[Point-per-instance localization data]
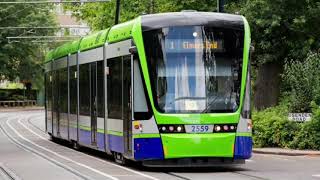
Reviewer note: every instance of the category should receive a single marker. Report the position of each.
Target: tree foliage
(23, 58)
(303, 82)
(281, 29)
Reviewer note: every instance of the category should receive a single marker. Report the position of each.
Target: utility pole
(116, 21)
(220, 6)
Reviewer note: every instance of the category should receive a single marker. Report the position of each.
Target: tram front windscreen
(195, 69)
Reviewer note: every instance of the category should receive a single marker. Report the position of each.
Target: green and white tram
(169, 89)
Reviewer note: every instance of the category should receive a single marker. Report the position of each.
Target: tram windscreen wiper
(209, 106)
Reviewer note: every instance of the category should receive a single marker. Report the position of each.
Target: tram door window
(100, 87)
(127, 124)
(93, 102)
(55, 102)
(63, 103)
(140, 105)
(48, 86)
(73, 102)
(89, 98)
(114, 86)
(84, 132)
(84, 90)
(119, 95)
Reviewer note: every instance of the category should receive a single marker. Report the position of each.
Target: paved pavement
(26, 153)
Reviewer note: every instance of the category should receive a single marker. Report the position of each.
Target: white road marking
(316, 175)
(127, 169)
(279, 157)
(62, 157)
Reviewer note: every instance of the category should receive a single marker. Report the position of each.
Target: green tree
(281, 30)
(23, 58)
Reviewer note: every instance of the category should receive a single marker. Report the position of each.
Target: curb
(287, 153)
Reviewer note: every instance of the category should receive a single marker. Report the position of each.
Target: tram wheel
(118, 158)
(75, 145)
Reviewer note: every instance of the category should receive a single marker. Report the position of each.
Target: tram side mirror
(133, 50)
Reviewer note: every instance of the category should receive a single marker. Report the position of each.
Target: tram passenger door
(93, 102)
(127, 104)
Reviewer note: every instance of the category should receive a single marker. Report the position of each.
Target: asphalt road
(27, 153)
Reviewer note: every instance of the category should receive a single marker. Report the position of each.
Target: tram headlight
(225, 127)
(171, 128)
(179, 128)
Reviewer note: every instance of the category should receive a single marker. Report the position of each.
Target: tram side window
(100, 95)
(73, 89)
(84, 89)
(114, 90)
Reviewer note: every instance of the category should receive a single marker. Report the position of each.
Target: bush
(302, 80)
(309, 135)
(272, 128)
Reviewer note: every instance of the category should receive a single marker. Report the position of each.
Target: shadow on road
(138, 166)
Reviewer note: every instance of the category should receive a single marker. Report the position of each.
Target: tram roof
(149, 22)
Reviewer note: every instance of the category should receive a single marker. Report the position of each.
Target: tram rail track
(45, 137)
(41, 134)
(5, 173)
(41, 155)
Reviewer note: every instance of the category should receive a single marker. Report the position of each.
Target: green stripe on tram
(248, 134)
(146, 135)
(116, 133)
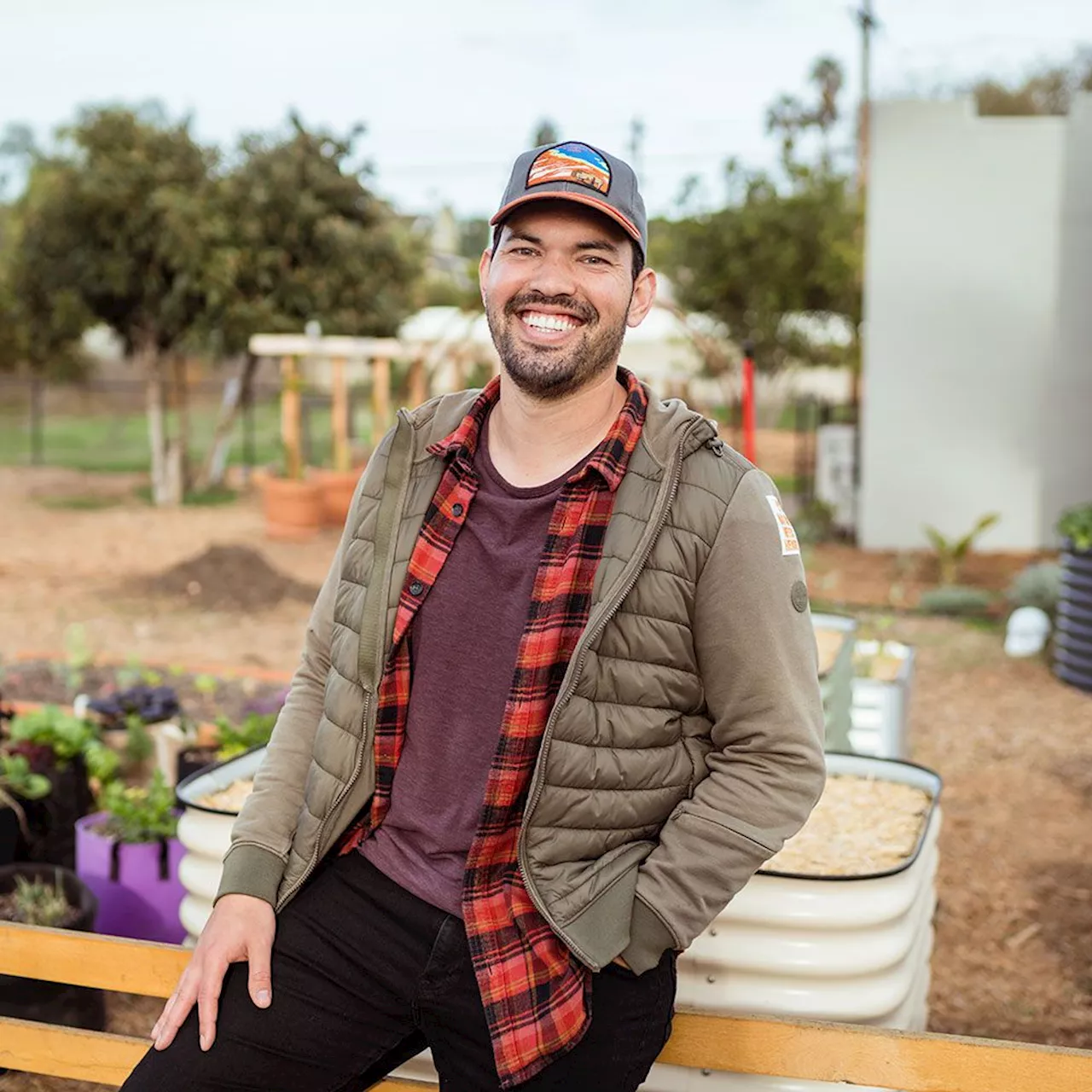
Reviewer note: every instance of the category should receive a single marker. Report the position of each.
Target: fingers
(260, 982)
(209, 1002)
(176, 1009)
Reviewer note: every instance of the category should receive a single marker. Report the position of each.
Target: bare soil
(1014, 926)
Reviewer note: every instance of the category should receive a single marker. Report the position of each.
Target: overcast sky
(451, 90)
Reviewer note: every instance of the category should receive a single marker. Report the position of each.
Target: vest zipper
(568, 685)
(363, 746)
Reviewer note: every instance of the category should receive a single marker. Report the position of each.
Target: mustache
(584, 311)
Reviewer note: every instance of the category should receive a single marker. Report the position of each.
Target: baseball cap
(577, 171)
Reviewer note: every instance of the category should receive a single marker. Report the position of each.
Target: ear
(644, 295)
(484, 266)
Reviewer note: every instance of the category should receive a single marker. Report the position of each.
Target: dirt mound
(229, 578)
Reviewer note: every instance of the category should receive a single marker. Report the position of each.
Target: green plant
(1076, 525)
(36, 902)
(956, 600)
(140, 814)
(952, 552)
(253, 730)
(18, 781)
(67, 736)
(815, 523)
(1037, 585)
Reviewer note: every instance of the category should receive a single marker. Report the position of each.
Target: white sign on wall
(835, 457)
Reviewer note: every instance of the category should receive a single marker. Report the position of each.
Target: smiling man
(557, 702)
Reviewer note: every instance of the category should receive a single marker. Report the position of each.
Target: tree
(778, 247)
(305, 241)
(119, 227)
(1048, 90)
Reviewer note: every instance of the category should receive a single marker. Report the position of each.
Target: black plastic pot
(51, 1002)
(1072, 630)
(9, 835)
(51, 820)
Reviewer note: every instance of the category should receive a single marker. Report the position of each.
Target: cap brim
(584, 199)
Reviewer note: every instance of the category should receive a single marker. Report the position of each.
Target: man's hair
(638, 259)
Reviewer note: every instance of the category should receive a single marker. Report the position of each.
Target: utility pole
(867, 23)
(636, 142)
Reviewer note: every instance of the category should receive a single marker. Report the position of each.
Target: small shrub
(140, 815)
(1076, 525)
(36, 902)
(253, 730)
(956, 600)
(952, 552)
(1037, 585)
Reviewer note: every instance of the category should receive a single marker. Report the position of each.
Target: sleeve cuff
(648, 938)
(249, 869)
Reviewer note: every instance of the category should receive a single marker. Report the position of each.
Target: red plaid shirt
(533, 990)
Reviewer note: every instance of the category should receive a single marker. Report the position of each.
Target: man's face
(560, 293)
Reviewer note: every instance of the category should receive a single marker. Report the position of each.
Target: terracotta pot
(338, 488)
(293, 508)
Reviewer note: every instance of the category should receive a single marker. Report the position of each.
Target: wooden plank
(291, 418)
(355, 348)
(380, 397)
(816, 1052)
(339, 415)
(418, 382)
(874, 1056)
(86, 959)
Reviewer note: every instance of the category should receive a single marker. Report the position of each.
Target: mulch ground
(1013, 956)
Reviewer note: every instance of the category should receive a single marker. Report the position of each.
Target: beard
(550, 373)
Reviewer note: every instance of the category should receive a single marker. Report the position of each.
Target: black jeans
(366, 975)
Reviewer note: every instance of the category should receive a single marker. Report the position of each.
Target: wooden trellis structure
(819, 1052)
(378, 353)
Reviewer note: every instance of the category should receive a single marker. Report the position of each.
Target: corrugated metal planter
(852, 949)
(880, 703)
(206, 833)
(1072, 630)
(834, 635)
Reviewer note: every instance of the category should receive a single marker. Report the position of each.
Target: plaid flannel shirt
(534, 990)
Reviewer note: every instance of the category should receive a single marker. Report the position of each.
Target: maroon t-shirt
(463, 643)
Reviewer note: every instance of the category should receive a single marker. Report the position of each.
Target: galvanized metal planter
(1072, 631)
(880, 716)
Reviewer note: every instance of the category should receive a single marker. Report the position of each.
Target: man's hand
(241, 928)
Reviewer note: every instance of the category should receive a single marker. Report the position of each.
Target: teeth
(549, 322)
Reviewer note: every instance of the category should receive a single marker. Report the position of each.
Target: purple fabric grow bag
(136, 884)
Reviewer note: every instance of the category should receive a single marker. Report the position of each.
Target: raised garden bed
(203, 697)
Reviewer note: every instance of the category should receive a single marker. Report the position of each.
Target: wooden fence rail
(819, 1052)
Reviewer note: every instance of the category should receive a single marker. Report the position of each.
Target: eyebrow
(587, 245)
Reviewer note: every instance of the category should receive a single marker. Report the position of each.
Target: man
(557, 702)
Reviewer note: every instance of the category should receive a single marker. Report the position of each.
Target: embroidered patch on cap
(570, 163)
(790, 544)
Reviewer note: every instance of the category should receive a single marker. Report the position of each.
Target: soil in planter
(48, 682)
(227, 578)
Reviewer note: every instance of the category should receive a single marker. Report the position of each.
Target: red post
(748, 403)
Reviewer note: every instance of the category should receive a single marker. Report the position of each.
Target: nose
(553, 276)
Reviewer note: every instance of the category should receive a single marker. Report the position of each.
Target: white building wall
(962, 264)
(1067, 404)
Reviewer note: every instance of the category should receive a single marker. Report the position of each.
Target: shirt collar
(608, 460)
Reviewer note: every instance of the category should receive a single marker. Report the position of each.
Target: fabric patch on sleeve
(790, 544)
(799, 596)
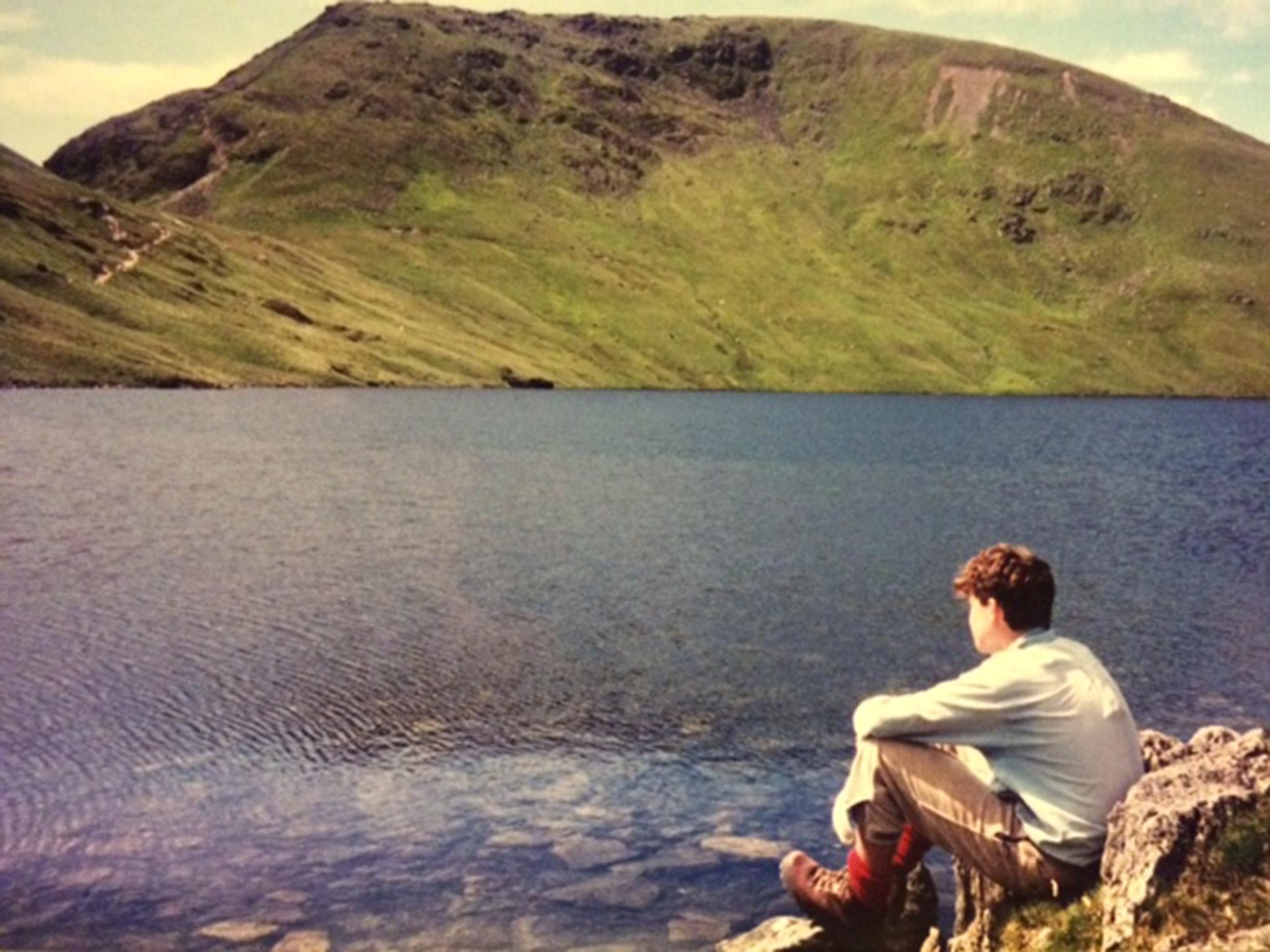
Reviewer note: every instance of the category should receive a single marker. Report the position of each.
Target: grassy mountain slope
(100, 293)
(721, 203)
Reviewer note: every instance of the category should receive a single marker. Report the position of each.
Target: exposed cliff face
(1186, 867)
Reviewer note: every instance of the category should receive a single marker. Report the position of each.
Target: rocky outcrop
(1161, 829)
(910, 927)
(1185, 867)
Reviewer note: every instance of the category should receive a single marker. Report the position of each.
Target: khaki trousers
(943, 791)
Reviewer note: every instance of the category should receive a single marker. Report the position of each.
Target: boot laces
(832, 881)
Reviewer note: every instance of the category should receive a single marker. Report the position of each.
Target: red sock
(910, 851)
(873, 889)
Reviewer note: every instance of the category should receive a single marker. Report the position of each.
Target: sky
(66, 65)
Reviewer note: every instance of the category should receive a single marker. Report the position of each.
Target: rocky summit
(413, 195)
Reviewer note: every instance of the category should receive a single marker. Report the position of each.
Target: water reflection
(426, 671)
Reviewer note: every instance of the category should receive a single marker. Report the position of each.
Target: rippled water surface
(528, 671)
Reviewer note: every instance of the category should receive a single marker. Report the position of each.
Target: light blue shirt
(1052, 725)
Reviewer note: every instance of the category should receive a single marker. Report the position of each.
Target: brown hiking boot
(826, 896)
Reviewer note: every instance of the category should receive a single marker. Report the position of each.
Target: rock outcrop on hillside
(1186, 867)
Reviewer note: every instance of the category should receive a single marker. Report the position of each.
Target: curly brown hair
(1021, 583)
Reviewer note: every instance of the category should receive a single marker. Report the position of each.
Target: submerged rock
(746, 847)
(785, 933)
(1156, 834)
(1160, 878)
(910, 927)
(239, 931)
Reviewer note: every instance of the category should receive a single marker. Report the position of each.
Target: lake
(544, 671)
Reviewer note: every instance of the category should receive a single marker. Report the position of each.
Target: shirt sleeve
(974, 708)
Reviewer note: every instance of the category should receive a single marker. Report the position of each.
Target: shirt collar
(1033, 637)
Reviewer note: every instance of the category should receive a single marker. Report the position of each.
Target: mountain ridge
(729, 202)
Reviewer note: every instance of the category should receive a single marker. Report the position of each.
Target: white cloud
(91, 89)
(1237, 19)
(1150, 68)
(18, 20)
(1199, 106)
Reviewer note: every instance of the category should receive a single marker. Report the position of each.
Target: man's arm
(973, 708)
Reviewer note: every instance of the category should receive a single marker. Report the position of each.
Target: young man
(1013, 767)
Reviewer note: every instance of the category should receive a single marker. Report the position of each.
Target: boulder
(910, 927)
(1162, 834)
(1170, 815)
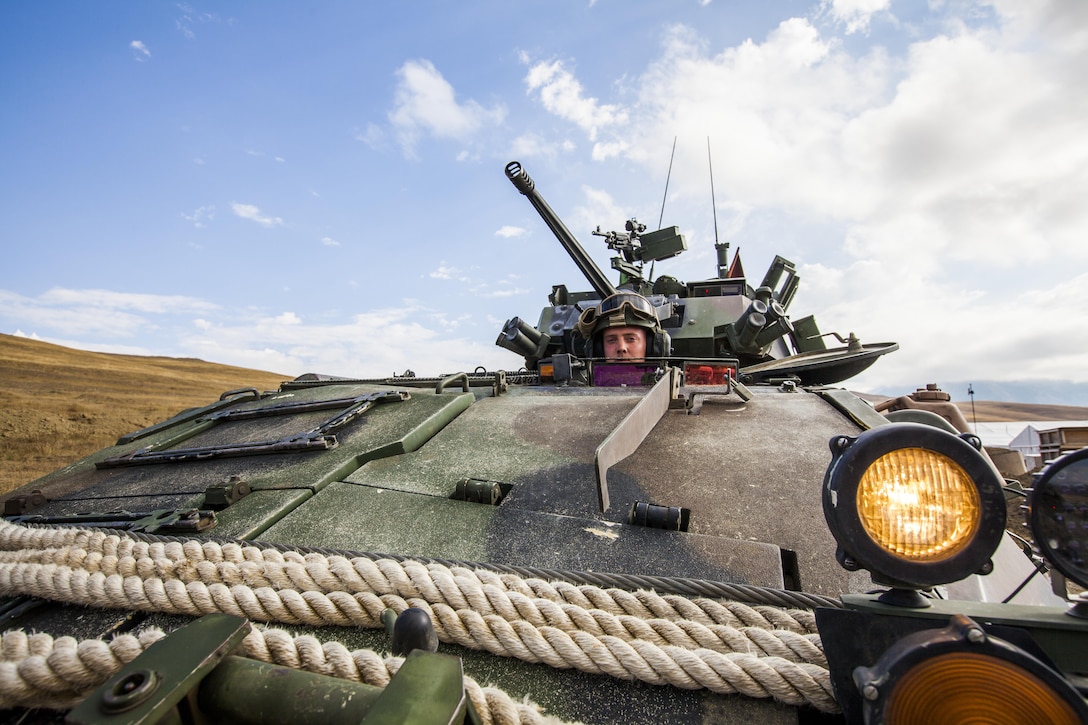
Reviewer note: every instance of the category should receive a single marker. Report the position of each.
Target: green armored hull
(594, 540)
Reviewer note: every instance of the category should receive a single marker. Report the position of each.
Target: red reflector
(708, 375)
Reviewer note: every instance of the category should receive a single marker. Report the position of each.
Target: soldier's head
(623, 327)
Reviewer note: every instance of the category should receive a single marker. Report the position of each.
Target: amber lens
(918, 504)
(974, 688)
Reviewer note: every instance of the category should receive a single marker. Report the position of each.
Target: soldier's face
(625, 344)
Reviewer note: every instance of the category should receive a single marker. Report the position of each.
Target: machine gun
(720, 319)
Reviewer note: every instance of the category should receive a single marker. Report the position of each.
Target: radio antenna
(667, 177)
(714, 205)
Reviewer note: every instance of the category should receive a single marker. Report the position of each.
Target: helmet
(623, 309)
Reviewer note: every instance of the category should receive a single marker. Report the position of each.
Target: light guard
(1059, 515)
(914, 505)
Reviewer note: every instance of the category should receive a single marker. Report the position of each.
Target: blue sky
(319, 186)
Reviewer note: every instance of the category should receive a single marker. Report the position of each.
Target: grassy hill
(58, 405)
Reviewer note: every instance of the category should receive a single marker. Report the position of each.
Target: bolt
(130, 691)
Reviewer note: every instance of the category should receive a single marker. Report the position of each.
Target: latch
(316, 439)
(192, 676)
(232, 490)
(164, 520)
(476, 490)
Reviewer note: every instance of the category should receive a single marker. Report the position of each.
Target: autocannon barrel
(524, 184)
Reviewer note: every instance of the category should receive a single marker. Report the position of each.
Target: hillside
(58, 404)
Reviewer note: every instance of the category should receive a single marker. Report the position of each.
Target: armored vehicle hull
(592, 540)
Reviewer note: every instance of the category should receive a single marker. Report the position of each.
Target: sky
(319, 187)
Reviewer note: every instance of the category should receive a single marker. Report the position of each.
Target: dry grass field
(58, 405)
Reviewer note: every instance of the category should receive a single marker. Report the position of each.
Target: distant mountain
(1037, 392)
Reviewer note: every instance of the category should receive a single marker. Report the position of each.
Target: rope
(725, 647)
(37, 671)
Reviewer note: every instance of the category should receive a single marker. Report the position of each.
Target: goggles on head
(620, 309)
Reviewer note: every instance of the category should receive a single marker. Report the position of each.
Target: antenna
(667, 177)
(714, 205)
(971, 392)
(720, 249)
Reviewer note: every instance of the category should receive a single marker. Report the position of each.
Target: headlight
(1059, 515)
(962, 674)
(913, 504)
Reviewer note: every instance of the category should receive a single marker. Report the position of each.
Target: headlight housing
(914, 505)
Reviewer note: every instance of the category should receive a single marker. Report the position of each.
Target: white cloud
(425, 102)
(563, 95)
(94, 314)
(509, 232)
(939, 189)
(200, 216)
(855, 14)
(254, 213)
(447, 272)
(139, 50)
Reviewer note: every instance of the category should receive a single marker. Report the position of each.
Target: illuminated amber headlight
(962, 674)
(913, 504)
(1059, 515)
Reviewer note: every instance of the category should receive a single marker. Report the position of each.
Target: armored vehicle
(669, 512)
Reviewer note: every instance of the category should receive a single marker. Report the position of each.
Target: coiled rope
(38, 671)
(725, 647)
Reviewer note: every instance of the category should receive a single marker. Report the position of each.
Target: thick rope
(687, 642)
(37, 671)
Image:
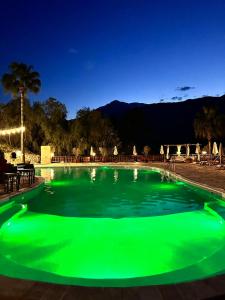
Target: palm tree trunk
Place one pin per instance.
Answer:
(22, 124)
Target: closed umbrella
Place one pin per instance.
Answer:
(215, 149)
(197, 151)
(92, 152)
(167, 152)
(115, 151)
(161, 150)
(221, 152)
(178, 150)
(188, 150)
(134, 151)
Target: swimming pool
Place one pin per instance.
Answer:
(110, 226)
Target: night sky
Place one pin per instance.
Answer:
(91, 52)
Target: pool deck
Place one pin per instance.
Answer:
(212, 288)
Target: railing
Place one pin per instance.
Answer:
(109, 158)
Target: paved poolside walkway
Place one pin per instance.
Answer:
(212, 288)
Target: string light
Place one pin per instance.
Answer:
(12, 131)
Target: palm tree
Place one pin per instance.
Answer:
(21, 79)
(208, 125)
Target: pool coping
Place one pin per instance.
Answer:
(5, 198)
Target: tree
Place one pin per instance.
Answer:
(21, 79)
(90, 128)
(208, 124)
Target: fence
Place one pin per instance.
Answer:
(110, 158)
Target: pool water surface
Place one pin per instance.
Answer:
(112, 227)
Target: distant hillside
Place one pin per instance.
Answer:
(154, 124)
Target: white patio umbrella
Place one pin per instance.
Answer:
(115, 151)
(188, 150)
(197, 151)
(220, 152)
(167, 152)
(92, 152)
(134, 151)
(215, 149)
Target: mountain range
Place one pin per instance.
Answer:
(159, 123)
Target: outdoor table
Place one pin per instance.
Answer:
(10, 179)
(29, 173)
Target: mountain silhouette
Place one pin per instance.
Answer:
(159, 123)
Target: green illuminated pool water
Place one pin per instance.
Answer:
(112, 227)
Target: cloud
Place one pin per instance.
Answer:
(185, 88)
(176, 98)
(72, 51)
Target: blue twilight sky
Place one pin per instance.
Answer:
(90, 52)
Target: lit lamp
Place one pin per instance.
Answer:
(178, 150)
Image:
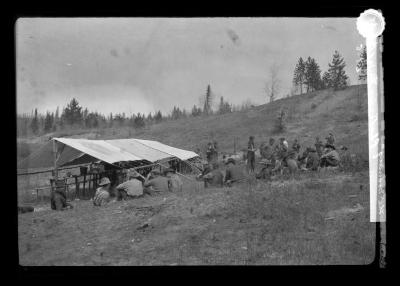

◆ **Brief**: Please find the lines in the data that contain the word "palm" and copy them.

◆ **Response for this exercise**:
Target: palm tree trunk
Target: palm tree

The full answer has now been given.